**TASKS TO CARRY OUT:**
a – Answer these questions about the MBA applicant profile, marking your answers (i), (ii) and (iii):
(i) What GMAT score does the applicant have?
(ii) What odds of success are given for Stanford?
(iii) Which club did the applicant serve as treasurer?
b – Write a continuation of the MBA applicant profile and admissions analysis, starting after its last sentence.

Segment Start: PASSAGE FOR REVIEW

- 720 GMAT
- 3.67 GPA
- Undergraduate degree in electrical engineering from the best university in New Zealand; won NZ Aluminum Smelters Undergraduate Prize
- Work experience includes four years as an engineer and job manager at one of the top consulting firms in Australia, focusing on mining as the only female electrical engineer on my team; have worked on high profile defense and hospital projects.
- Extracurricular involvement as a mentor to new students at university; treasurer of Women in Engineering club; volunteer at an old age center and member of Young Professionals committee at work
- Goal: To move into a project management position in the mining industry
- 27-year-old female of Indian origin who migrated to New Zealand at age 18
Odds of Success:
Harvard: 30% to 40%
Stanford: 20% to 30%
Wharton: 35% to 45%
Chicago: 40% to 50%
MIT: 40% to 50%
Sandy’s Analysis: Jeepers, a 3.67 from the best New Zealand University, a 720 GMAT, four years, in part as the only woman on roughneck job sites, and the winner of the NZ Aluminum Smelters Undergraduate Prize. That is a tight and impressive package, and yes, you should play the lone woman in engineering card, a bit, but carefully.
One issue here is what is your consulting firm’s reputation with U.S. schools, you say, “Engineer and Job Manager at one of the top Australian consulting firms” but does that firm have a history of sending kids to U.S. business schools. If not, you may need to take more space than usual on your resume to detail its size, number of partners, number of offices, areas of expertise, etc.
Also make sure your recommendation writers note similar boilerplate as part of introducing themselves in the rec letter. Although most recs ask simply, “What is your relation to the candidate?”–a good way to begin that section is for a writer to state, “I am the senior engagement partner here at Aussie & Ruggers, a strategic consulting firm headquartered in Brisbane with offices in X, Y and Z, with XXX consultants, and major engagements with clients such as 1 2 3. I am a graduate of X University and Y business school, and joined Aussie in 2006, before that I was ……I have known the candidate since…..”
I know that sounds as if your advocate is wasting time, but that actually adds a good deal of credibility to the recommendation. Of course, if you work for McKinsey you can cut back on that to some degree. But a solid base of who is writing the recommendation is an excellent start. It announces a voice of credibility and balance.

Segment End: PASSAGE FOR REVIEW
Segment Start: EXCERPTED RECORDS

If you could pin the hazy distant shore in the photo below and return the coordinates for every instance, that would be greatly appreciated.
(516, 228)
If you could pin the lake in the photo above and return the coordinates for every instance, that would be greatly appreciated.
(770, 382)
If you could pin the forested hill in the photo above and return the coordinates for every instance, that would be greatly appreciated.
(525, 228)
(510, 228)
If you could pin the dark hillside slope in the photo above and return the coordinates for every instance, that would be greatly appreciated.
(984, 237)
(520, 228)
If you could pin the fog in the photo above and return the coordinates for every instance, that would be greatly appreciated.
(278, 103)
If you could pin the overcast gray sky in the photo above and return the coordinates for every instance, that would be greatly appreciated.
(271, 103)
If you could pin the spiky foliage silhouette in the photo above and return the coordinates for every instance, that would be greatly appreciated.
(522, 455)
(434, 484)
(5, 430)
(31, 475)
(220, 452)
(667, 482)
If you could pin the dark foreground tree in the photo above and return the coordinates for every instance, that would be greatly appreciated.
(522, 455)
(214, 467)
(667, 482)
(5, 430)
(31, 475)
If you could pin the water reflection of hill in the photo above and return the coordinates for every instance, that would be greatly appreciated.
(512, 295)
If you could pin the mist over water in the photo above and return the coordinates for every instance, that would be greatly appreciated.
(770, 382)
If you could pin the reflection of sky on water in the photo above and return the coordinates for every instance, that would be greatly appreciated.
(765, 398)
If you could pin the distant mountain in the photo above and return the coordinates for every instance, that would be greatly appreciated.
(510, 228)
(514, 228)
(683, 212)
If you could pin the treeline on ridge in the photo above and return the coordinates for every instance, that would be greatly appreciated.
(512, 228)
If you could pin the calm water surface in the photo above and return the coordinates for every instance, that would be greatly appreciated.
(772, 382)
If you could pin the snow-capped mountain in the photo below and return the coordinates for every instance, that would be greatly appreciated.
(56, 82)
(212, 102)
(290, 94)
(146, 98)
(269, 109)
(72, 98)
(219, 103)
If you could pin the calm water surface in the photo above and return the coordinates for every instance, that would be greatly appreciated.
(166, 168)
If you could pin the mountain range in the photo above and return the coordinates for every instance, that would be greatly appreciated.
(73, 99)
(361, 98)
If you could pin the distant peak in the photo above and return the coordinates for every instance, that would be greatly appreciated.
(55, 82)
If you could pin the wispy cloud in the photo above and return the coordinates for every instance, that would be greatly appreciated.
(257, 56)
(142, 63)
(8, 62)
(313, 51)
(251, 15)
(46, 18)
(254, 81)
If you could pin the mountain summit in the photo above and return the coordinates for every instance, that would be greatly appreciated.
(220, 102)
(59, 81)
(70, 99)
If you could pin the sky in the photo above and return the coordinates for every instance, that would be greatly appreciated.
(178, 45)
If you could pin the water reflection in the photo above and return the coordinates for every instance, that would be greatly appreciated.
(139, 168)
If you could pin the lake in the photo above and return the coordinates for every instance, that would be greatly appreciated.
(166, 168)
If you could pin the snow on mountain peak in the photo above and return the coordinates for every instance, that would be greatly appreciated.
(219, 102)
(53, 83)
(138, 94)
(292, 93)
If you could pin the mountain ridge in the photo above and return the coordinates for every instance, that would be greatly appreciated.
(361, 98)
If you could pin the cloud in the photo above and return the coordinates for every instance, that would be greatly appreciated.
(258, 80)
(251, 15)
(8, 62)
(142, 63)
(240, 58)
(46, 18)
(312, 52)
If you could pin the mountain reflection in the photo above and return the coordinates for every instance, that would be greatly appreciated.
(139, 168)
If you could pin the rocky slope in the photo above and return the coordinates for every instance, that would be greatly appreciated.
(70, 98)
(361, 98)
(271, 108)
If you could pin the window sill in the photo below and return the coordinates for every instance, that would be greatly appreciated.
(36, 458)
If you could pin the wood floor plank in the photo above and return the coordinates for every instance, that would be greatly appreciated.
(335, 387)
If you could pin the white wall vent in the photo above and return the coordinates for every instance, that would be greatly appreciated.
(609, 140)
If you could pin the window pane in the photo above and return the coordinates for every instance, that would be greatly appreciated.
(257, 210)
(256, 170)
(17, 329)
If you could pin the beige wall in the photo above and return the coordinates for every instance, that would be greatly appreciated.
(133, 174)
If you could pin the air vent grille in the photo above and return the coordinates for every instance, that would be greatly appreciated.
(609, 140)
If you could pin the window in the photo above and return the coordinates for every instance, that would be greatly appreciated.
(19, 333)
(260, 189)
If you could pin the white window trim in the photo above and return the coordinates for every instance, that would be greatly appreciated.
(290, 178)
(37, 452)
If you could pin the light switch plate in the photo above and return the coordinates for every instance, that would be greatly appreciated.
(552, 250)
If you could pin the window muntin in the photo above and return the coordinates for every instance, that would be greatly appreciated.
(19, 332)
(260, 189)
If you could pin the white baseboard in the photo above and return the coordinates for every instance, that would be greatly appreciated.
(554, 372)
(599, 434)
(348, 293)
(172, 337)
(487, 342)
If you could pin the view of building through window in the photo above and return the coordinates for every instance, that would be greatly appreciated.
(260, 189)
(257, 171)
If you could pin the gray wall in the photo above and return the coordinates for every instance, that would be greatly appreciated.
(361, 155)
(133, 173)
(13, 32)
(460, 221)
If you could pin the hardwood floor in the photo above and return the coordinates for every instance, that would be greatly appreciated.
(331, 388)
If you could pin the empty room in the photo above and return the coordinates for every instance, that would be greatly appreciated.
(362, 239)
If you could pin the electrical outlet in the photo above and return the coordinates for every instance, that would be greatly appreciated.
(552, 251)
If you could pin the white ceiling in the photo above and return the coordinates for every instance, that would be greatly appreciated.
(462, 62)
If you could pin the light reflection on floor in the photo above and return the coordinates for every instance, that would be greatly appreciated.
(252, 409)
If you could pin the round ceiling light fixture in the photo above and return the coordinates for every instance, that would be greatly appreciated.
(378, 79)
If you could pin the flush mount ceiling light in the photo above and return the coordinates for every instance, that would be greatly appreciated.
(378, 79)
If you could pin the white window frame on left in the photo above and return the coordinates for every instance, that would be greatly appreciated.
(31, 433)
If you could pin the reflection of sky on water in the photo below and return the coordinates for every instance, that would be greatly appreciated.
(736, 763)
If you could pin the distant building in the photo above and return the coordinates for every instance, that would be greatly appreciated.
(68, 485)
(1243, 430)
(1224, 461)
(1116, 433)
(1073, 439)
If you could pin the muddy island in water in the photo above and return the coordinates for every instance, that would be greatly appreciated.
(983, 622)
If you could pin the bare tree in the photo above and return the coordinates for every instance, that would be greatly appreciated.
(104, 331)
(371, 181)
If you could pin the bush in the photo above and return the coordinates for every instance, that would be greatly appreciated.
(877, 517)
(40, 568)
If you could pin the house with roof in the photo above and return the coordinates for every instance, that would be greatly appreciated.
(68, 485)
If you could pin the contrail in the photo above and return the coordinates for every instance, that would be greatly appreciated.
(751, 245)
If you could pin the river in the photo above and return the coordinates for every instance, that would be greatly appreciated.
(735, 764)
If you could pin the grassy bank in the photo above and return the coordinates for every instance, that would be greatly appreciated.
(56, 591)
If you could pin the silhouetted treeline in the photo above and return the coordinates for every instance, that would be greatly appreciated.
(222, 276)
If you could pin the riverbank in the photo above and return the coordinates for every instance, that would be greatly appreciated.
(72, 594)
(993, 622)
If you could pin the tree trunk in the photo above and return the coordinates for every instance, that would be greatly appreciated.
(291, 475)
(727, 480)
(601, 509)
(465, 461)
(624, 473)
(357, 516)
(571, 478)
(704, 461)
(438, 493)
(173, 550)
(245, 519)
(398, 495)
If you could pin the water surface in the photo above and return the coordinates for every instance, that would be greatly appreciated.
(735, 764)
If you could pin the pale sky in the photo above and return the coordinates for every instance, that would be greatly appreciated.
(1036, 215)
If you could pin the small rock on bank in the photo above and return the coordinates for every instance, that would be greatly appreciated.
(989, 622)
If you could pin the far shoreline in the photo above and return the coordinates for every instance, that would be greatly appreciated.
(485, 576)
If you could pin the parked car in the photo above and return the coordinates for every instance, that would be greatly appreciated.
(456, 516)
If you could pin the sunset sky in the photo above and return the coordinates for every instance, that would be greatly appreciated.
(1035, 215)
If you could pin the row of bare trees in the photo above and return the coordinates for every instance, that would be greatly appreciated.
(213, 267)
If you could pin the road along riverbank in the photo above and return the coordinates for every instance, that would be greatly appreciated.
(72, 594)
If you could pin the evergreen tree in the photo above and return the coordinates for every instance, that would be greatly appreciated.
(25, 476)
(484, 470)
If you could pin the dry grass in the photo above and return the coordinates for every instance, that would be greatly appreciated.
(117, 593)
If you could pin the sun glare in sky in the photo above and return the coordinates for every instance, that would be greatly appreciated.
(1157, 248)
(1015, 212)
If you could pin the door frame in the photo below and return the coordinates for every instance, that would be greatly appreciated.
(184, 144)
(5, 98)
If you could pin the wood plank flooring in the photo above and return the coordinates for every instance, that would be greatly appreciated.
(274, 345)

Segment End: EXCERPTED RECORDS

**YOUR RESPONSES:**
a –
(i) 720
(ii) 20% to 30%
(iii) The Women in Engineering club

b –
Moving right along, you have a real solid story, solid grades and GMAT. You also have what appears to be selective job and a specialization in an important but often under-represented field, mining, as well as other experience in hot-button fields like Defense and Hospitals. Plus some miscellaneous but impressive extras. I am not sure I would say you want to stay in mining, despite being a Smelters award-winner. It sounds like you are too tied to the past and not thinking BIG enough. You should say instead that you want to combine your tech and emerging management and leadership skills to become an impactful leader in Asia (including Australia and NZ) and that could take several forms, which you can elaborate on.
For HBS, you could say that one thing you have done well is deal with various leadership challenges as a woman in a typically man’s field, but make the emphasis dealing with different challenges in different ways, and not just holding your own with a bunch of clowns who actually believe those Foster’s beer commercials. You want the emphasis to be on managing, taking control, and leaning forward on various problems versus just putting up with them and not getting depressed.
“Harvard, Stanford, Wharton, Chicago, MIT and Columbia.” You got a chance at all of those places, with serviceable execution, helpful and enthusiastic recommendations, and an expansive conception of what you want to accomplish.